Top of LISTED RECORDS

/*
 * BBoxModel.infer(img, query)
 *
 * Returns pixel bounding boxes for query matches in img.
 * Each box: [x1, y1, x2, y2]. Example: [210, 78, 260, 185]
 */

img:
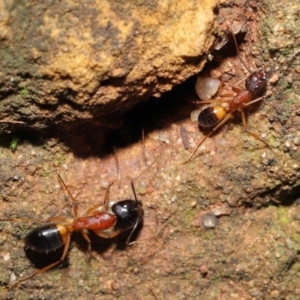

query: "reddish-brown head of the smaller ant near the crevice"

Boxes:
[245, 70, 268, 97]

Bottom of LISTED RECORDS

* _ABOUT THIS TASK_
Please transcribe each entry exactly and exclude any image it contains.

* _RESULT BELOW_
/*
 * BBoxModel.infer(img, query)
 *
 * Returns pixel bounding boxes for query matches in img.
 * Each box: [x1, y1, x2, y2]. Example: [210, 78, 260, 185]
 */

img:

query: "reddish-brown head of the smaller ant near the crevice"

Boxes:
[245, 70, 268, 97]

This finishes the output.